▶ The data:
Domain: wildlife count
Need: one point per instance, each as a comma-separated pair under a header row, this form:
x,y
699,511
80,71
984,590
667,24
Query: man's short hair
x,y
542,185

▶ What you should do: Rewrite the rows above, replacing "Query" with "Target" wherever it occurs and leaving everything else unchanged.

▶ Completed exercise:
Domain: wildlife count
Need: one point per instance, each as a comma-separated pair under a header row, this form:
x,y
699,511
80,71
984,590
667,24
Target: man's short hair
x,y
542,185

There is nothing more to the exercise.